Exercise:
Each line with the string "bird" is to be copied from the records below.

Records supplied:
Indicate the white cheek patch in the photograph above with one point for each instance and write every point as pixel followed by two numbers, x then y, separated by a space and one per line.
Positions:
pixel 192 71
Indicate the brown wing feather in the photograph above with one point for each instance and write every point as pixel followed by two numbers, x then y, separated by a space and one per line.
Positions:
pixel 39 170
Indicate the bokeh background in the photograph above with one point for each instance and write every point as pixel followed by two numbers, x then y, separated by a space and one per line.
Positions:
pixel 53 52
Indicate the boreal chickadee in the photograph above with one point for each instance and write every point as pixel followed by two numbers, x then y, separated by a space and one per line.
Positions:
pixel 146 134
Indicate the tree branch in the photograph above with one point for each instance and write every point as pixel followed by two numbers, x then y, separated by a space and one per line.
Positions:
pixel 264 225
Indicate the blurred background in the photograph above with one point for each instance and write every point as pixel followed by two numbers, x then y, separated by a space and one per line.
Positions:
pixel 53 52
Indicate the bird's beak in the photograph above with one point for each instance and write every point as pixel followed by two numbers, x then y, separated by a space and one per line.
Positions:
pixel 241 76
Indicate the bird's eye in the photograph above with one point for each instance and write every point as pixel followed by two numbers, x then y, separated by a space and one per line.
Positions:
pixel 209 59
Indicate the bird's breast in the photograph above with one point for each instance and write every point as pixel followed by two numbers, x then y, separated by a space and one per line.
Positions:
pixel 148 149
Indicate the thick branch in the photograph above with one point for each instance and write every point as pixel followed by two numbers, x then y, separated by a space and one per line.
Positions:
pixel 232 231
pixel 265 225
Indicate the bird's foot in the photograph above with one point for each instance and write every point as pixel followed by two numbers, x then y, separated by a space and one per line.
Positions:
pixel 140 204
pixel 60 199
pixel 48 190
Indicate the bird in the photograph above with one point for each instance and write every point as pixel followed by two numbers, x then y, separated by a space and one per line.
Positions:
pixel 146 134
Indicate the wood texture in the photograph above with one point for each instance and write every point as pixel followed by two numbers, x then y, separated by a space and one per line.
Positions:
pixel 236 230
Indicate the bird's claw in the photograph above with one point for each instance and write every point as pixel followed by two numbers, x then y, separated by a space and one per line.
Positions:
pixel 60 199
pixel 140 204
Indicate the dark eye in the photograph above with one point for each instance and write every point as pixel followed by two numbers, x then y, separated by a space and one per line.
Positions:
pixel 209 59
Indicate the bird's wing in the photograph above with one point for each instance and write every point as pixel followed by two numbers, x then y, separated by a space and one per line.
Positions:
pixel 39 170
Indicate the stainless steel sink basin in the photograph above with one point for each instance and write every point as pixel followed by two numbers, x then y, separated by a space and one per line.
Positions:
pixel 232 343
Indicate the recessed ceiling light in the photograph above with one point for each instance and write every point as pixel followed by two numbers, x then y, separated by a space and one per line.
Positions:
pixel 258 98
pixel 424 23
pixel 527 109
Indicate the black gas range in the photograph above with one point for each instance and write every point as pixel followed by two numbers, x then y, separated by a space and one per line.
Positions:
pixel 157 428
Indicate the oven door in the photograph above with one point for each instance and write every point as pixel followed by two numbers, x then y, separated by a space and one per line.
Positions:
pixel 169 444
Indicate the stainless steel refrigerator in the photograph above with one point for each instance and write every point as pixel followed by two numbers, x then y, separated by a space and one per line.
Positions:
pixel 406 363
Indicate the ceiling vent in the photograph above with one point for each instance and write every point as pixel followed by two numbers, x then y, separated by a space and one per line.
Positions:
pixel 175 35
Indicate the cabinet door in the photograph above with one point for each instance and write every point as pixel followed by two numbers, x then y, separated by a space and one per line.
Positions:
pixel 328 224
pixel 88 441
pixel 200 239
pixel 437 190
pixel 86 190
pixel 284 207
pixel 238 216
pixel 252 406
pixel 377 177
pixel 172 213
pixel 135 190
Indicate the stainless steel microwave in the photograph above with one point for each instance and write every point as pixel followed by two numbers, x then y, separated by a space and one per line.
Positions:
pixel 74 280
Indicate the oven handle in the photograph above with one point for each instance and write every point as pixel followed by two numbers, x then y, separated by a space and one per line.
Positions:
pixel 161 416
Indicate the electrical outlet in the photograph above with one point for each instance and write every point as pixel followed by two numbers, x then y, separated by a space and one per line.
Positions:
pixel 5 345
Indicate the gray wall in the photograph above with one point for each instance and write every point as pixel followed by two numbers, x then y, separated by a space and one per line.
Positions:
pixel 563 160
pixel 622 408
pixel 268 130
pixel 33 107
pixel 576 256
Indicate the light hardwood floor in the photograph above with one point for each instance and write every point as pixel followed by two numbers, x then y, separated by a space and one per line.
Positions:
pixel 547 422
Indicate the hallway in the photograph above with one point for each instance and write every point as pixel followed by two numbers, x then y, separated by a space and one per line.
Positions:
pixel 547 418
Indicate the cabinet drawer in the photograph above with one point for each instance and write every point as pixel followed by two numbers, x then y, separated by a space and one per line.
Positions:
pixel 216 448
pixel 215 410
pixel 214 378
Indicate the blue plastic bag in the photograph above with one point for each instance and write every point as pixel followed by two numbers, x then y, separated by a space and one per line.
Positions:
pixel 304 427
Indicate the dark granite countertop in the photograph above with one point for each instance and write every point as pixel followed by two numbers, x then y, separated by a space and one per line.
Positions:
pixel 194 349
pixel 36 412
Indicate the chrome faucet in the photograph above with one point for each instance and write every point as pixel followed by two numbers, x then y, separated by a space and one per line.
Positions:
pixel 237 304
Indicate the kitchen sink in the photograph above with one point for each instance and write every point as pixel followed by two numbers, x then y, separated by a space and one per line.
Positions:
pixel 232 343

* * *

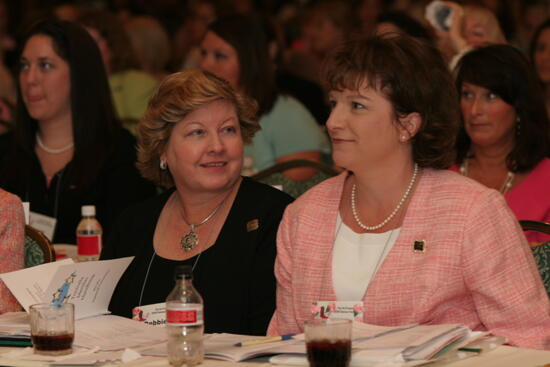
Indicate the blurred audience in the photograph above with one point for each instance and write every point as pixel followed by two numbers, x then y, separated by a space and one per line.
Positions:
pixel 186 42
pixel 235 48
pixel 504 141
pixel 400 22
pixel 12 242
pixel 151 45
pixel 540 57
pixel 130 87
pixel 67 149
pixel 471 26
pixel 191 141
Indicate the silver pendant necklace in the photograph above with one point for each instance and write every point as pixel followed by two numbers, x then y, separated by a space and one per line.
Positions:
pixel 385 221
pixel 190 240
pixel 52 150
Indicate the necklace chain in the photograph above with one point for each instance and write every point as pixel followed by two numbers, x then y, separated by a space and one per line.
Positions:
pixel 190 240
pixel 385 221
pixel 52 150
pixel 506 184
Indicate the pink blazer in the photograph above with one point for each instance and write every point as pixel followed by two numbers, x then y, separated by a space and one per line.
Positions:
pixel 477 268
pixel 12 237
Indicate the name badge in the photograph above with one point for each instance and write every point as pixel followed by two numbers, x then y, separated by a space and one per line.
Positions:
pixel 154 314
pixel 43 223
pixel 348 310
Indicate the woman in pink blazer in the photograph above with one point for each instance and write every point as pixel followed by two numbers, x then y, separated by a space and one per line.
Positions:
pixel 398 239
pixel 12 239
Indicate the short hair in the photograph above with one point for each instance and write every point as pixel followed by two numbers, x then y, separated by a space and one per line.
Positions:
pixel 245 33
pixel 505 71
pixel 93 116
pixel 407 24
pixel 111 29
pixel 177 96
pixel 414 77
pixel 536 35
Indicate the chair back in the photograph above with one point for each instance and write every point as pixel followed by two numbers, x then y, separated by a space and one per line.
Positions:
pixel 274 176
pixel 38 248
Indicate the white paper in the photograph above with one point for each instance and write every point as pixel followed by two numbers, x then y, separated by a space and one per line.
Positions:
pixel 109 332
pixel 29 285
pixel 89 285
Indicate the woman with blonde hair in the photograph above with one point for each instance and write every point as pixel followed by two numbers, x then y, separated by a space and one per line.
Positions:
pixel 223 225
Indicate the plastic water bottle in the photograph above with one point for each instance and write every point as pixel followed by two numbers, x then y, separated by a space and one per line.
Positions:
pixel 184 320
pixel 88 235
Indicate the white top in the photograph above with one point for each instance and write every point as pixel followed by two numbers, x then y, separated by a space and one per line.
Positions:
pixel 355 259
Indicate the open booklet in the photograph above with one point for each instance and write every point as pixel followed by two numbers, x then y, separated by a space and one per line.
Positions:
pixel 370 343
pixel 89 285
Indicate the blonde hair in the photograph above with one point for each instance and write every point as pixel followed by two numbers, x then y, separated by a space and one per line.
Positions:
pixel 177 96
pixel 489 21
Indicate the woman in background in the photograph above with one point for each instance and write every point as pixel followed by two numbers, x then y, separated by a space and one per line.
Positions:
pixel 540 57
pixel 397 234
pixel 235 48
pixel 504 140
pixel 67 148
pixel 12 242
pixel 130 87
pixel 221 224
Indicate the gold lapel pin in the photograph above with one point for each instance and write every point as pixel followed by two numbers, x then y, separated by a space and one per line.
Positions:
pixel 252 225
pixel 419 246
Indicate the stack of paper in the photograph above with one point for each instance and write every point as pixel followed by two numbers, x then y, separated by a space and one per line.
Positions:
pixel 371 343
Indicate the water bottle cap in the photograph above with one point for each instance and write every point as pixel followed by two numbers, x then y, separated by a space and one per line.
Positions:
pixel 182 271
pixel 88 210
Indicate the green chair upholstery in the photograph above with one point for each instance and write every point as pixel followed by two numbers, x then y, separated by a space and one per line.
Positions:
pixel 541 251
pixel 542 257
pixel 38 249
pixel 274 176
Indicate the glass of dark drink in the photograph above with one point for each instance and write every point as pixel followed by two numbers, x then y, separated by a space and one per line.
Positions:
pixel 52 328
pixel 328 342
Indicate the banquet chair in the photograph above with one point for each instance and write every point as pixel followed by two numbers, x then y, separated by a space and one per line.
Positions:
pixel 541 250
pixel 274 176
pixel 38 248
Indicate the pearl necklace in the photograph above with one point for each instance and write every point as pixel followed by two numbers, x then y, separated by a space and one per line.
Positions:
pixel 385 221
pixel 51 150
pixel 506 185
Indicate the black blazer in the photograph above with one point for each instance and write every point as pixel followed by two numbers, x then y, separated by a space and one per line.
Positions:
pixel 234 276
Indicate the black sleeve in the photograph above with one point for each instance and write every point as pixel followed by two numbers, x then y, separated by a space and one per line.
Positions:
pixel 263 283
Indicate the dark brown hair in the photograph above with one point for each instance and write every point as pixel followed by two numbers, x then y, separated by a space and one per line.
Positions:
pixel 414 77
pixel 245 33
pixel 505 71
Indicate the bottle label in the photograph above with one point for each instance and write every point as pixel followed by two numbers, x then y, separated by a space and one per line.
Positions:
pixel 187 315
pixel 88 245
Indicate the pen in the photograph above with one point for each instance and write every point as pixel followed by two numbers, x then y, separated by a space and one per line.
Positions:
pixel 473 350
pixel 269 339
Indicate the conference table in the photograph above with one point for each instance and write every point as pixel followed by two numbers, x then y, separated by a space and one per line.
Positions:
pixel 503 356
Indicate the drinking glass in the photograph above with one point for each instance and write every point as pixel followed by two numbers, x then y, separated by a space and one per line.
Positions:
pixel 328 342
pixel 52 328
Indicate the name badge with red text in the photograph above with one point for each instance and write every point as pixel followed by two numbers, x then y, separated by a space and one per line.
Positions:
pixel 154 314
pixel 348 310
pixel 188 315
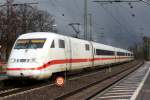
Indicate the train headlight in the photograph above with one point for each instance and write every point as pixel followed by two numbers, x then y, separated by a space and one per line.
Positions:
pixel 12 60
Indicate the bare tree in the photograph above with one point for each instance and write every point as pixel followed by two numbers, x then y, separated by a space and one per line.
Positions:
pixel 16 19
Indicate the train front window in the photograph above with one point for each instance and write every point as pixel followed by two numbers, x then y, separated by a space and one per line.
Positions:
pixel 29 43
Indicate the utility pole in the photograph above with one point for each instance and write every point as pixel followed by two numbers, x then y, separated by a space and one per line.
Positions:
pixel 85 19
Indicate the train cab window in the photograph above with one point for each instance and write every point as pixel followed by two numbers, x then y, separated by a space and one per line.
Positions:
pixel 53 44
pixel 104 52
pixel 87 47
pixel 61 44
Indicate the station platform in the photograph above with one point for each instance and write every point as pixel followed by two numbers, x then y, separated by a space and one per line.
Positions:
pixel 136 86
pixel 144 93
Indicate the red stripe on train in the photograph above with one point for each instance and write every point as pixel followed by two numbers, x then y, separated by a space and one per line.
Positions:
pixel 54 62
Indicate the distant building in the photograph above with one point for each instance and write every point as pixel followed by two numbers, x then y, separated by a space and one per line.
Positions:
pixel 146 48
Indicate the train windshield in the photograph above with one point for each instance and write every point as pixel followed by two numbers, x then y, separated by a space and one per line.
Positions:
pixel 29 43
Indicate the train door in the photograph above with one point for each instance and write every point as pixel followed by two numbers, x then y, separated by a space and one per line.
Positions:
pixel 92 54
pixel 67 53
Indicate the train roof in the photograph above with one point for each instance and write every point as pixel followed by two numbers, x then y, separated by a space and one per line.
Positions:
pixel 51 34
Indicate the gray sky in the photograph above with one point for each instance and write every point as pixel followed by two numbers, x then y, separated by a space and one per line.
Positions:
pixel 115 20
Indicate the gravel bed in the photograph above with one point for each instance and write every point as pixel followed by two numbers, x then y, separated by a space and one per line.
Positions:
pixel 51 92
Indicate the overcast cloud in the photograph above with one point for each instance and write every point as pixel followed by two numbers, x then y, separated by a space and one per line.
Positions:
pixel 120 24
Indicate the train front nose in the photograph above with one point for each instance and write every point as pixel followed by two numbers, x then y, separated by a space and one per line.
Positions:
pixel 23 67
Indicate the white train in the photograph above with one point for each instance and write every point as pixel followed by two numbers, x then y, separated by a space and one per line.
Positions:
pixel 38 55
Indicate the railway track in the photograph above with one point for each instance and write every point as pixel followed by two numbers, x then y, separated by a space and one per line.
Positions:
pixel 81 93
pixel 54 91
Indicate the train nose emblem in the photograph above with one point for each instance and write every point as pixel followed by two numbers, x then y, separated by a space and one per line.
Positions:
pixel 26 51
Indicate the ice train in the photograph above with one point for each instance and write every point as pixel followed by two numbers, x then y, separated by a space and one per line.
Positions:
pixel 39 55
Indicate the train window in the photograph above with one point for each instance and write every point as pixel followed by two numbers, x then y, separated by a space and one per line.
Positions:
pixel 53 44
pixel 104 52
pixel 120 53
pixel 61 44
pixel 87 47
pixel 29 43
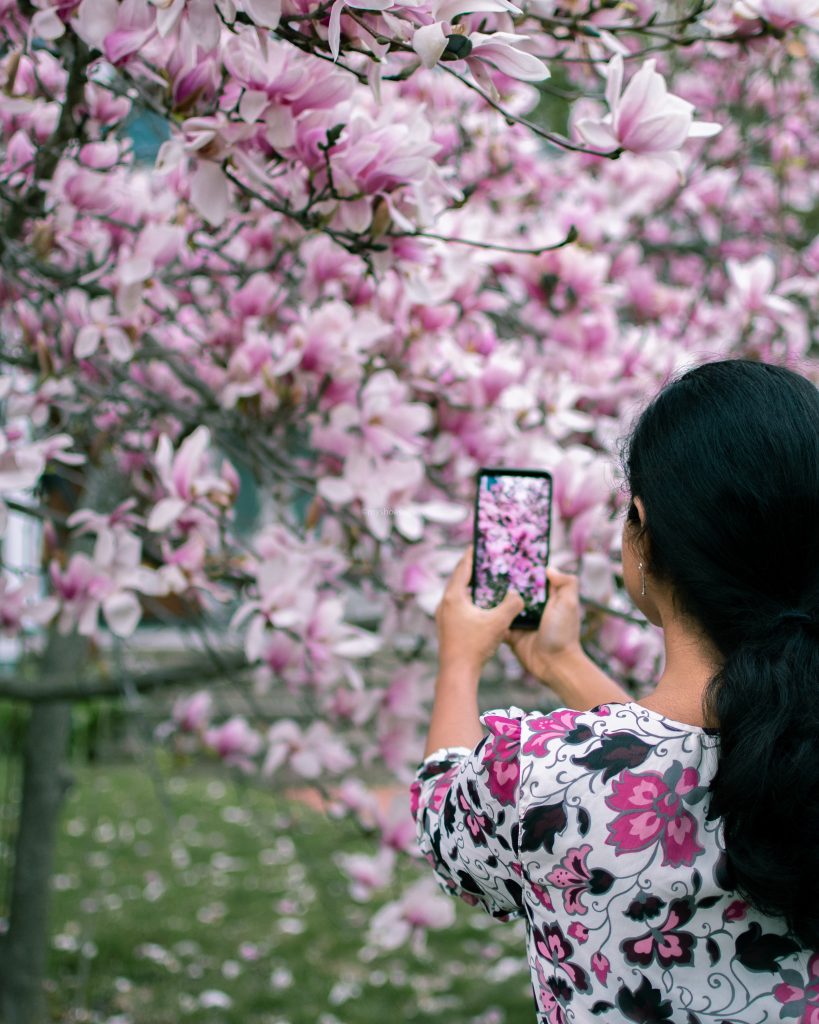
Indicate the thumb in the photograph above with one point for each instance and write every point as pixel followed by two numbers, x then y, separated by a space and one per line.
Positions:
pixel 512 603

* * *

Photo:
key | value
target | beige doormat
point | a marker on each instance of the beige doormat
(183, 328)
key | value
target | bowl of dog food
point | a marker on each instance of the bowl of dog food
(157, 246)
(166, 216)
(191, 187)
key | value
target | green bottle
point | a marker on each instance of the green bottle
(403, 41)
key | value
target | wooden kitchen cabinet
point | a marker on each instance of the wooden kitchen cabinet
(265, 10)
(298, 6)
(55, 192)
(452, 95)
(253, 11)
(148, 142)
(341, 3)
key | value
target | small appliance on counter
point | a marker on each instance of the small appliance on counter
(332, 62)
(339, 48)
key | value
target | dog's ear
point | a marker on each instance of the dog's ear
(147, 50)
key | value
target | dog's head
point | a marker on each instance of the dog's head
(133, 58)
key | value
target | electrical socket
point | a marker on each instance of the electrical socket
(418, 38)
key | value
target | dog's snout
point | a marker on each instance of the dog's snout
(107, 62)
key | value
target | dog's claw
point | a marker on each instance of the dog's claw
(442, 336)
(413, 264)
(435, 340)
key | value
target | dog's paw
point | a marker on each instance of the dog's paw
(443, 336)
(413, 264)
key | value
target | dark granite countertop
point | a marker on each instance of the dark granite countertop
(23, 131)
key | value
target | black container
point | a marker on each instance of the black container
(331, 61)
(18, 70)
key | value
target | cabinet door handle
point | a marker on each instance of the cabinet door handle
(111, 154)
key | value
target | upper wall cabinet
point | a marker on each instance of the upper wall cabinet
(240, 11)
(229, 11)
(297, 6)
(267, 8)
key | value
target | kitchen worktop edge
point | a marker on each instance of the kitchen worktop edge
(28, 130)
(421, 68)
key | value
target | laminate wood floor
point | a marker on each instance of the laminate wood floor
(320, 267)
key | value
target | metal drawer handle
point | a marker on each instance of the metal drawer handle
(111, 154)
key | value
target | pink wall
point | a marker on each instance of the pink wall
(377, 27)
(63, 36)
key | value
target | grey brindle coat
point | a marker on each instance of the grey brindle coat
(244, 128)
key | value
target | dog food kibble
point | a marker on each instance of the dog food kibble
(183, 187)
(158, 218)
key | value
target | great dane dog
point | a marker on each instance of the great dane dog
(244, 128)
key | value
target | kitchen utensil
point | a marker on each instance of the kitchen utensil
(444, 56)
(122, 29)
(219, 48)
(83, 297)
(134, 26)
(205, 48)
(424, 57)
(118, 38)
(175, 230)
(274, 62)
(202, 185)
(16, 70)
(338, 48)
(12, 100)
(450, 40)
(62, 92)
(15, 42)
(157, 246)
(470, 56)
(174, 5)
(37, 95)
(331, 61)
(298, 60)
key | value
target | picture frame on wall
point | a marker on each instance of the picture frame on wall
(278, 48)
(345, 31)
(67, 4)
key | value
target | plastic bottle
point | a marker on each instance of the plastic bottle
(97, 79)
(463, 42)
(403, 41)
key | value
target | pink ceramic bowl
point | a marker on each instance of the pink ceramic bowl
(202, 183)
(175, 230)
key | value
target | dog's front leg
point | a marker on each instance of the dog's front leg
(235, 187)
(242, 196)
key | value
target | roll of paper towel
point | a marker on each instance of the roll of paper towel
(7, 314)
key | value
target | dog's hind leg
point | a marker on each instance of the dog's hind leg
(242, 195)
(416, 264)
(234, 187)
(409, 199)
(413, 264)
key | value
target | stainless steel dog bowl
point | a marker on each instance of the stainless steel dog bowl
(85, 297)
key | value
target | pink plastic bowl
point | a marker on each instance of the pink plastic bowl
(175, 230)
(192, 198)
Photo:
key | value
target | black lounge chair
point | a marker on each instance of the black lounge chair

Output:
Indicate the bird's beak in the photograph above with one point for each instance and write every point as pixel followed by two numbers, x then y, separated by a space and one per line.
Indicate the bird's eye in the photograph above with one point for each instance and write every point as pixel followed by two numbers, x then y, separated by a space and one per line.
Indicate the bird's breast in the photograph above with one point for each instance and write every point as pixel followed by two numbers, x then y, separated by a space and one per line.
Indicate the bird's foot in the photograph above with one point for each instance and write every point as pixel followed by two numbers, x then y, separated by a space and one per line.
Indicate the bird in the photograph above with one point for each instance and write every point as pixel followed by two numbers, x then y, separated by a space and one per line.
Indicate the bird's claw in the photograph above with one point for each instance and write every point as pixel followed by two numbers, x then y, separated by a space and one per line.
Indicate the bird's wing in the photograph above with one point for each instance and write every point as pixel followed by two numbers, x then y, separated by a space and one per line.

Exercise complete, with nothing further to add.